TEXTE EXTRAIT:
===

Comme cela lui arrive encore trop souvent, Darryn Binder est passé à côté de sa qualification lors du Grand Prix de Thaïlande.
Nous reviendrons sur les raisons de ses positions généralement décevantes sur la grille mais, quoi qu’il en soit, le pilote CIP-Green Power figurait en 22e position au terme de la première journée d’essais, puis obtenait la 25e place sur la grille de départ suite à une nouvelle pénalité.
Comme d’habitude, le Sud-Africain effectuait alors une splendide remontée qui le portait à la 6e position, dans la roue d’Arón Canet, avant de dépasser celui-ci. Le pilote de Max Biaggi, parvenait alors à se dédoubler mais subissait quelques virages plus tard une nouvelle attaque de Darryn Binder, avec un contact cette fois-ci, qui l’envoyait au tapis après avoir fait chuter John McPhee et Tatsuki Suzuki.
Un fait de course simplement sanctionné par un ride through, mais qui a perpétué la réputation de pilote agressif du numéro 40 et a déclenché de sévères critiques à son encontre.

===

LIGNES DE DONNÉES:
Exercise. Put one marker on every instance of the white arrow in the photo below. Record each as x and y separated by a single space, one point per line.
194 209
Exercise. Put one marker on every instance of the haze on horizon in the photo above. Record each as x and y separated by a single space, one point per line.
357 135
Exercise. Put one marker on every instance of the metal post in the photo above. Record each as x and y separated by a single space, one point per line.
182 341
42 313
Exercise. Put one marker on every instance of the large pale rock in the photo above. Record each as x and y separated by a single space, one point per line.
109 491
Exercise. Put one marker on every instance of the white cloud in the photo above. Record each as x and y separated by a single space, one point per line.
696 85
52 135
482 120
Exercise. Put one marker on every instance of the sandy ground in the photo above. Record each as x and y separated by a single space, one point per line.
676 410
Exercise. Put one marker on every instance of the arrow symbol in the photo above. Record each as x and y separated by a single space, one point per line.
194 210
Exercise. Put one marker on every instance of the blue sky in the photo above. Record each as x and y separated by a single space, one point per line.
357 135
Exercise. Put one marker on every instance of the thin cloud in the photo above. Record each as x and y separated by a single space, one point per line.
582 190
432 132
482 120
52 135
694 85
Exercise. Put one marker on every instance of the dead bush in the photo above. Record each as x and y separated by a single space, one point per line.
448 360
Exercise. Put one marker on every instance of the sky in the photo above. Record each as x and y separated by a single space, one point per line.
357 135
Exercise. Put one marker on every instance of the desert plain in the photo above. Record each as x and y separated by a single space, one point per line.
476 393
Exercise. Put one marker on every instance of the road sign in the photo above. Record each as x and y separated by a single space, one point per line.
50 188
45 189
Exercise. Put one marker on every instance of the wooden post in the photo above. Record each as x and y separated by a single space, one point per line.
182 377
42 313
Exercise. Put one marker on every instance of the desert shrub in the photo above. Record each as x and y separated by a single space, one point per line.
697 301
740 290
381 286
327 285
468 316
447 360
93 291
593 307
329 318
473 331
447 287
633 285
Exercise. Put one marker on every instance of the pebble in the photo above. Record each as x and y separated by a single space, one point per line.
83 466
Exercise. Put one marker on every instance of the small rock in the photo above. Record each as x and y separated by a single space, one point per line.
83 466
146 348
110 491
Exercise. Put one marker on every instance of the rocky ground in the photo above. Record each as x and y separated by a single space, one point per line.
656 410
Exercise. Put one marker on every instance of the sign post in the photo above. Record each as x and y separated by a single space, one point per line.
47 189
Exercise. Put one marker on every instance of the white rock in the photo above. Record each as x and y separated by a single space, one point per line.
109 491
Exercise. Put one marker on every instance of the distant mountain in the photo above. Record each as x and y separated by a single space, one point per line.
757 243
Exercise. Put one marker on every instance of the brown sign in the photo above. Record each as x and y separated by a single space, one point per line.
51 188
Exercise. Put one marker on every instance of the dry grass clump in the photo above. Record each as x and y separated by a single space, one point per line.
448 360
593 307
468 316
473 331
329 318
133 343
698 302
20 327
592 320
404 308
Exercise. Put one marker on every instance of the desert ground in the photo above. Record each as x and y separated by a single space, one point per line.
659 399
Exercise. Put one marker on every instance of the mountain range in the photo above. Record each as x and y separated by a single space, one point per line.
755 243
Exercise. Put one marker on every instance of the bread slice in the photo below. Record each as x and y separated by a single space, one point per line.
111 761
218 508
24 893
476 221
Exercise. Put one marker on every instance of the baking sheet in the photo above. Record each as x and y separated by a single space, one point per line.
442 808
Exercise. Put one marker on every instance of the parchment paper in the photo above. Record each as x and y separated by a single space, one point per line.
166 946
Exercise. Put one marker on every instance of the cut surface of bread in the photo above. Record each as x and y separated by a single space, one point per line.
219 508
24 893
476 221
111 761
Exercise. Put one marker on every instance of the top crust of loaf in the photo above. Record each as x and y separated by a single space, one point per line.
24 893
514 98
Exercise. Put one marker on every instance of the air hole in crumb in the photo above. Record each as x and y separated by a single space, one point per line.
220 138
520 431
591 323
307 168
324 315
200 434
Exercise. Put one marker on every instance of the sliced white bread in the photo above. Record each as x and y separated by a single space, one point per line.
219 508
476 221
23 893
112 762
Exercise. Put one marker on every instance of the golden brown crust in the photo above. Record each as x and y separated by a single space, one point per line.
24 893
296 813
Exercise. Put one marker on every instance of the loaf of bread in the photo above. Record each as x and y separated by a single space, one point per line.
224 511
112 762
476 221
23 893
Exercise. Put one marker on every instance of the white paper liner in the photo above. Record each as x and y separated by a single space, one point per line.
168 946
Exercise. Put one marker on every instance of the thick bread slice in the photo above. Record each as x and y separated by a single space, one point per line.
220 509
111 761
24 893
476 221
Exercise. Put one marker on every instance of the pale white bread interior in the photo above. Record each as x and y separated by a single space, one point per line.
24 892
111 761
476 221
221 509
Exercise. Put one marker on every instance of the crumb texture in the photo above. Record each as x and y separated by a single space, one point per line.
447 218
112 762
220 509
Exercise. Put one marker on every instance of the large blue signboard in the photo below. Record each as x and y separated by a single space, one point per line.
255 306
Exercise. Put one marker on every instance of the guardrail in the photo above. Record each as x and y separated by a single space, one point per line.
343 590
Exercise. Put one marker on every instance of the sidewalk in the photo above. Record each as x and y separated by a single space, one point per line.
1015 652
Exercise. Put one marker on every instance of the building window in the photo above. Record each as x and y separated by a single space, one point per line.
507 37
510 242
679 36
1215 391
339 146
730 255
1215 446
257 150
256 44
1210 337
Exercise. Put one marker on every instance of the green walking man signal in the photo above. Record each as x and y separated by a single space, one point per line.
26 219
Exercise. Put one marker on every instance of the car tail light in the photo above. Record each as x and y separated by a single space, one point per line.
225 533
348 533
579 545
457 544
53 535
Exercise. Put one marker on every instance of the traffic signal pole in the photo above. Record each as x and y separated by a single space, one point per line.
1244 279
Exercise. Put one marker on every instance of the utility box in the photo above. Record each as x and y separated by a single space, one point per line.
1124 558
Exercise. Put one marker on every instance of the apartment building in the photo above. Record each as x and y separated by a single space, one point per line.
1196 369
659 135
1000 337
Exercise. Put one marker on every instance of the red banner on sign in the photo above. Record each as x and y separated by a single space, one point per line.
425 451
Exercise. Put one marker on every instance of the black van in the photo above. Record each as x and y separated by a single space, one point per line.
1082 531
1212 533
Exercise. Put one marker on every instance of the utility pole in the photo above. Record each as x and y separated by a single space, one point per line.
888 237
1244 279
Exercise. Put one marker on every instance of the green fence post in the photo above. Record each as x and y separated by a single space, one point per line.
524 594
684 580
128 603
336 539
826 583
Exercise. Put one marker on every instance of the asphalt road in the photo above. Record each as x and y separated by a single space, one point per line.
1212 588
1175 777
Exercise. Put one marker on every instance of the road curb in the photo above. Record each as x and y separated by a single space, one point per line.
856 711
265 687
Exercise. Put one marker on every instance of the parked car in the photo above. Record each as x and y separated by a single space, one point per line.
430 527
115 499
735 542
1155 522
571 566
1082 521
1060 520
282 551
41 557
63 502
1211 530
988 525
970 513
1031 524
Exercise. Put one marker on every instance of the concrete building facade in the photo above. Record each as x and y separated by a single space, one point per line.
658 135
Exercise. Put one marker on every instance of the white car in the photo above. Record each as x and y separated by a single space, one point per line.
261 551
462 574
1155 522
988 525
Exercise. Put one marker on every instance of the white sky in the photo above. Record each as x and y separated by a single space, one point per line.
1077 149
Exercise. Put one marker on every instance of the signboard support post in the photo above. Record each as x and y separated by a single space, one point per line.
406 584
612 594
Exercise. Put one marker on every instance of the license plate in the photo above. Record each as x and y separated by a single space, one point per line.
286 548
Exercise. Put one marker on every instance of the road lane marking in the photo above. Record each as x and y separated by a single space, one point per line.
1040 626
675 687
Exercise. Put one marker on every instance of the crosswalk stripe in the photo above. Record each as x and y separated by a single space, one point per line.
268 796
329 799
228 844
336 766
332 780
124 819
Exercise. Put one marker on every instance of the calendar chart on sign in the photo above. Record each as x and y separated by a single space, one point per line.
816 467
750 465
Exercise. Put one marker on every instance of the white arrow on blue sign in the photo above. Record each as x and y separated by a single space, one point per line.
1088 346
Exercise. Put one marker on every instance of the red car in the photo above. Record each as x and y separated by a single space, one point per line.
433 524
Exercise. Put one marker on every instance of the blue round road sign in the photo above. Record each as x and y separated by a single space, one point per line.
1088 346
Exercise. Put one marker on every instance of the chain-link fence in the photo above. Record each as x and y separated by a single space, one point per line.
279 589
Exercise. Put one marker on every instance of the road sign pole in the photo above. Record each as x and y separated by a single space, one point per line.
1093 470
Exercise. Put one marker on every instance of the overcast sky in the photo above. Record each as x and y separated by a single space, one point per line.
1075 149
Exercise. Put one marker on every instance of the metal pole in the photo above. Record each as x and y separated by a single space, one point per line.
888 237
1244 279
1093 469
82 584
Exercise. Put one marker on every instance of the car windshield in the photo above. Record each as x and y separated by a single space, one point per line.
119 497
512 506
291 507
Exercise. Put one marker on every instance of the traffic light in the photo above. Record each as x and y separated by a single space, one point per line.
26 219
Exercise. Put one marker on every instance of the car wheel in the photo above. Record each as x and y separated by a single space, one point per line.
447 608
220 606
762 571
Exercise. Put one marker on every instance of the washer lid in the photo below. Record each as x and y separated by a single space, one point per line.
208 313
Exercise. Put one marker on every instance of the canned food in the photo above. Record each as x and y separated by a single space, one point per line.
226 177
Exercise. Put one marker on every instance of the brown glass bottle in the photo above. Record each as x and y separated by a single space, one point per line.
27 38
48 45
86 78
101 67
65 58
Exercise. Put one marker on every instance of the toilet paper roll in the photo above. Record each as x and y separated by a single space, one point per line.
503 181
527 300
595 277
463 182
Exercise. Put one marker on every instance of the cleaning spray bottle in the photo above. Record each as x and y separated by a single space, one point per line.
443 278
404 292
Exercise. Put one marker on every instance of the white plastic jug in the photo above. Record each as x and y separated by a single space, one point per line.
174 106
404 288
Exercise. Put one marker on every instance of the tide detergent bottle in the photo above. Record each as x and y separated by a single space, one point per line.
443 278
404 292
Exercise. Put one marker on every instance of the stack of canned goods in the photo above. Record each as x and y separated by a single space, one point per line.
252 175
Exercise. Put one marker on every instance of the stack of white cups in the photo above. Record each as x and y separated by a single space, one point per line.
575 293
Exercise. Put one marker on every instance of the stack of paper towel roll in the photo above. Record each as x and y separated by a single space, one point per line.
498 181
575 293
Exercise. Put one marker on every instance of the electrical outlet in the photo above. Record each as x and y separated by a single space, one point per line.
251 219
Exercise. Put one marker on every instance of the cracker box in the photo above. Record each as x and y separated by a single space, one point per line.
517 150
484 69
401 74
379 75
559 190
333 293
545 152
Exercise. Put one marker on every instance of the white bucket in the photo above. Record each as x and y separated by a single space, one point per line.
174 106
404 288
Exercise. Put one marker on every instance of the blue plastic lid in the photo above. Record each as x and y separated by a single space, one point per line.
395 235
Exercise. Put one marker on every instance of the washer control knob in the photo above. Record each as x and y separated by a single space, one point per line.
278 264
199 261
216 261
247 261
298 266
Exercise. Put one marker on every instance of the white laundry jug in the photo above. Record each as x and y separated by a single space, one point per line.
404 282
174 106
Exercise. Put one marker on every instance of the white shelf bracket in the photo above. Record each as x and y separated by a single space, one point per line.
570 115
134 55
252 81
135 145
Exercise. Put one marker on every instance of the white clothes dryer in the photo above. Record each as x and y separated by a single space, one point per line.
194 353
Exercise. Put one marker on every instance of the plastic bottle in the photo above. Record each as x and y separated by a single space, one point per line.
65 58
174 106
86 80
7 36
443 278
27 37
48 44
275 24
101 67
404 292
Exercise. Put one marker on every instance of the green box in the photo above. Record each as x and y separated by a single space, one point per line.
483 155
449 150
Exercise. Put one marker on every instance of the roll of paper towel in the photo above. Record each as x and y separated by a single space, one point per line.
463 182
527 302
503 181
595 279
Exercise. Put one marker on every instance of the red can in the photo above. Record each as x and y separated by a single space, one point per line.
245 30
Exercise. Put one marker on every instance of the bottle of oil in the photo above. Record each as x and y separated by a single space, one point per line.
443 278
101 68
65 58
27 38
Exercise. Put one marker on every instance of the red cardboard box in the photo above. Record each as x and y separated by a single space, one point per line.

===

CONSIGNE ÉCRITE A:
Recopiez, s'il vous plaît, le passage du texte sur le Grand Prix de Thaïlande qui va de « Comme d’habitude, le » à « et Tatsuki Suzuki. ».
CONSIGNE ÉCRITE B:
D'après le texte sur le Grand Prix de Thaïlande, à quelle place Darryn Binder s'est-il élancé sur la grille de départ ?
CONSIGNE ÉCRITE C:
Poursuivez le texte sur le Grand Prix de Thaïlande là où il s'arrête.

RÉSULTAT OBTENU A:
Comme d’habitude, le Sud-Africain effectuait alors une splendide remontée qui le portait à la 6e position, dans la roue d’Arón Canet, avant de dépasser celui-ci. Le pilote de Max Biaggi, parvenait alors à se dédoubler mais subissait quelques virages plus tard une nouvelle attaque de Darryn Binder, avec un contact cette fois-ci, qui l’envoyait au tapis après avoir fait chuter John McPhee et Tatsuki Suzuki.

RÉSULTAT OBTENU B:
À la 25e place, à la suite d'une nouvelle pénalité.

RÉSULTAT OBTENU C:
Tatsuki Suzuki, à chaud, sur Sky Sport : « Au début, j’ai cru que c’était une erreur de McPhee, puis j’ai vu le replay et Binder est toujours le seul couillon, il n’en a rien à faire des autres. Ou nous faisons une course, où on essaie de tuer quelqu’un ? Nous faisons du sport, il doit y avoir du respect pour les autres. On ne peut pas envoyer les autres au tapis comme ça. Il ne suffit pas de se jeter dedans et d’espérer ne pas tomber. Cela, ce n’est pas de la course, c’est un couillon. »
Paolo Simoncelli réclame de façon générale des sanctions plus sévères : « Sans règles, nous sommes perdus. C’est pourquoi le Moto3 a besoin de règles plus strictes et plus sûres qui ne laissent aucune place au doute ou à la perplexité, et qui freinent les pilotes kamikazes. Lors du dernier Grand Prix, nous avons pu constater à quel point le travail d’une équipe peut être réduit à néant en quelques secondes. Tatsuki a vu s’effondrer avec sa moto la possibilité d’un podium, et personne ne redonnera à Canet la chance de remporter le Championnat du monde. Ce n’est pas un jeu et cela peut devenir dangereux. Je ne me lasserai pas de répéter qu’ils doivent avoir des peines plus sévères. »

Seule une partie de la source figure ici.